━━━ GIVEN TEXT ━━━
ANNEXURETO INDEPENDENT AUDITORS'' REPORT
(Referred to in Paragraph (7) under ''Report on other legal and
regulatory requirements'' section of our report of even date)
i. (a) The company has maintained proper records showing full
particulars including quantitative details and situation of fixed
assets.
(b) As explained to us, all the fixed assets other than the assets on
lease, have been physically verified by the management in accordance
with a phased programme of verification, which in our opinion is
reasonable, considering the size and the nature of its assets. No
material discrepancies were noticed on such verifications.
(c) During the year, the company has not disposed off any of the fixed
assets. According to the information and explanations given to us, the
going concern status of the company is not affected.
ii. (a) As explained to us, inventories, (Shares and Securities) have
been
physically verified by the Management at reasonable intervals on the
basis of statements received from the depository participants also. In
our opinion, the frequency of verification is reasonable.
(b) In our opinion and according to the information and explanations
given to us, the procedure of physical verification of inventories
followed by the management is reasonable and adequate in relation to
the size of the Company and the nature of its business.
(c) In our opinion, the company is maintaining proper records of
inventory. The discrepancies noticed on verification between the
physical stocks and the book records were not material.
iii. According to the information and explanations given to us, the
Company has not granted/taken any loans, secured or unsecured, to/from
companies, firms or other parties covered in the register maintained
under section 301 of the Companies Act, 1956. Accordingly, the clauses
4 (iii) b to d of the order are not applicable.
iv. According to the information and explanations given to us, there
are adequate internal control systems commensurate with the size of the
Company and nature of its business for the purchase of inventory, fixed
assets and sale of shares and services. We have not observed any
continuing failure to correct major weaknesses in internal controls.
━━━ DATASET ━━━
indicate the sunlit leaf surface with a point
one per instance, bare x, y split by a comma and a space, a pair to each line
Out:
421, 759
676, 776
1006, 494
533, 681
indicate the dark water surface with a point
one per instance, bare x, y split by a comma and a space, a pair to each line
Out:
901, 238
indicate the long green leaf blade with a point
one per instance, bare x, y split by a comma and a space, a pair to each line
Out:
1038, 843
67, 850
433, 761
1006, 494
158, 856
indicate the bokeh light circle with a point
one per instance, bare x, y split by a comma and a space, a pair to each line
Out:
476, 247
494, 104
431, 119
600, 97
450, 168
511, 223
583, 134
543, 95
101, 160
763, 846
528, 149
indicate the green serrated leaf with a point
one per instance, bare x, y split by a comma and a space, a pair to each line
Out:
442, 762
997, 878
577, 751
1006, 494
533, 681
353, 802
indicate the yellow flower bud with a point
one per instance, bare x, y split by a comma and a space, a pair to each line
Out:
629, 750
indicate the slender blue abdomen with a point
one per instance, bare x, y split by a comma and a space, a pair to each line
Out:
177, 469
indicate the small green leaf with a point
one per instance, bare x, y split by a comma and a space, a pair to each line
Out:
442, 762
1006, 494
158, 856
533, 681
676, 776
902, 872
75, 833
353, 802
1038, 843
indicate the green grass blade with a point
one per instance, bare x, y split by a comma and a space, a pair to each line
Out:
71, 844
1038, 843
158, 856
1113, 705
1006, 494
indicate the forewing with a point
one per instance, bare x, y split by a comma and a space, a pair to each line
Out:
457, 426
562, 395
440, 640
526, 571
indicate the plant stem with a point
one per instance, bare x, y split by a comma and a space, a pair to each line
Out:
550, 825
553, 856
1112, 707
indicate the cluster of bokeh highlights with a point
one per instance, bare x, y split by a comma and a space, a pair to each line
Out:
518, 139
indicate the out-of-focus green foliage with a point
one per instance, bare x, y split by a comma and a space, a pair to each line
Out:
━━━
REQUESTS
a) According to the audit annexure above, why are clauses 4 (iii) b to d of the order not applicable? Answer in one to three sentences.
b) For each statement below, say whether it agrees with the audit annexure above, answering yes or no and quoting the words of the annexure that decide it.
(i) The management physically verified every fixed asset, including the assets on lease.
(ii) The discrepancies found between the physical stocks and the book records of inventory were not material.
(iii) The company disposed of some of its fixed assets during the year.

ANSWERS FOR THE EXERCISE
a) They are not applicable because the company has not granted or taken any loans, secured or unsecured, to or from companies, firms or other parties covered in the register maintained under section 301 of the Companies Act, 1956.

b)
(i) No: "all the fixed assets other than the assets on lease, have been physically verified by the management"
(ii) Yes: "The discrepancies noticed on verification between the physical stocks and the book records were not material."
(iii) No: "During the year, the company has not disposed off any of the fixed assets."